## Start THE INPUT

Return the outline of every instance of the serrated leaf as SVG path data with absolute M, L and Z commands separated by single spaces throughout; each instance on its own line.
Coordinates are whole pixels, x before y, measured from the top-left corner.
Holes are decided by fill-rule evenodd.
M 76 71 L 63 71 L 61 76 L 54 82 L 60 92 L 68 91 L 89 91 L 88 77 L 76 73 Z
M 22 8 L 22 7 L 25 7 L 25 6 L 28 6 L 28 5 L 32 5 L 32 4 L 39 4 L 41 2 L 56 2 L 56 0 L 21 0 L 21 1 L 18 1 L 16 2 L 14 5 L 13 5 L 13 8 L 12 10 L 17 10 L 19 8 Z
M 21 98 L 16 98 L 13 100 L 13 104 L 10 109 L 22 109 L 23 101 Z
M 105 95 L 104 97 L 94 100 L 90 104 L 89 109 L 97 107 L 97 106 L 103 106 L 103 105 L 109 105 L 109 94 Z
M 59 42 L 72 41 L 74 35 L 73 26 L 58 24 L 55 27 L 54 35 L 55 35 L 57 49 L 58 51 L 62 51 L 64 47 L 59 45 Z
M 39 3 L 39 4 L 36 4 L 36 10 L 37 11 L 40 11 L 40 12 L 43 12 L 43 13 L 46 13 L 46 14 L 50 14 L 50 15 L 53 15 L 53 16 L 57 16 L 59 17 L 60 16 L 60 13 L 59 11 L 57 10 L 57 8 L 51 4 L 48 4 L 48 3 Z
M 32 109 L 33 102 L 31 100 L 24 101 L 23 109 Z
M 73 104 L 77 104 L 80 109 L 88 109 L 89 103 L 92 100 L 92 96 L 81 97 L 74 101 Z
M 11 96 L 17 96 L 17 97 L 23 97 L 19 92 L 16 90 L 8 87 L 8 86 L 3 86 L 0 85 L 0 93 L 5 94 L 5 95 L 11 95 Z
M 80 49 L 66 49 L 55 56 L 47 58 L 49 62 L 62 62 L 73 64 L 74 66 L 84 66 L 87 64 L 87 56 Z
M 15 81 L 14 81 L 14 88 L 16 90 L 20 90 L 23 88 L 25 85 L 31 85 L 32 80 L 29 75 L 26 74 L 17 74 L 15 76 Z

## End THE INPUT

■ **EXERCISE INSTRUCTIONS**
Produce an exact copy of all the records.

■ **EXERCISE ANSWER**
Return the outline of every instance of the serrated leaf as SVG path data with absolute M, L and Z commands separated by single spaces throughout; each instance on its own line.
Coordinates are whole pixels, x before y, measured from the top-left corner.
Holes are decided by fill-rule evenodd.
M 76 71 L 63 71 L 61 76 L 54 82 L 60 92 L 68 91 L 89 91 L 88 77 L 76 73 Z
M 22 8 L 22 7 L 25 7 L 25 6 L 28 6 L 28 5 L 32 5 L 32 4 L 39 4 L 41 2 L 56 2 L 56 0 L 21 0 L 21 1 L 18 1 L 16 2 L 14 5 L 13 5 L 13 8 L 12 10 L 17 10 L 19 8 Z
M 21 98 L 16 98 L 13 100 L 13 104 L 10 109 L 22 109 L 23 101 Z
M 105 95 L 104 97 L 94 100 L 90 104 L 89 109 L 97 107 L 97 106 L 103 106 L 103 105 L 109 105 L 109 94 Z
M 59 42 L 72 41 L 74 35 L 73 26 L 58 24 L 55 27 L 54 35 L 55 35 L 57 49 L 58 51 L 62 51 L 64 47 L 59 45 Z
M 39 3 L 39 4 L 36 4 L 36 10 L 37 11 L 40 11 L 40 12 L 43 12 L 43 13 L 46 13 L 46 14 L 50 14 L 50 15 L 53 15 L 53 16 L 57 16 L 59 17 L 60 16 L 60 13 L 59 11 L 57 10 L 57 8 L 51 4 L 48 4 L 48 3 Z
M 32 109 L 33 102 L 31 100 L 24 101 L 23 109 Z
M 73 104 L 77 104 L 80 109 L 88 109 L 89 103 L 92 100 L 92 96 L 81 97 L 74 101 Z
M 11 96 L 17 96 L 17 97 L 23 97 L 19 92 L 16 90 L 8 87 L 8 86 L 3 86 L 0 85 L 0 93 L 5 94 L 5 95 L 11 95 Z
M 80 49 L 66 49 L 55 56 L 47 58 L 49 62 L 62 62 L 73 64 L 74 66 L 84 66 L 87 64 L 87 56 Z
M 15 81 L 14 81 L 14 88 L 16 90 L 20 90 L 23 88 L 25 85 L 31 85 L 32 80 L 29 75 L 26 74 L 17 74 L 15 76 Z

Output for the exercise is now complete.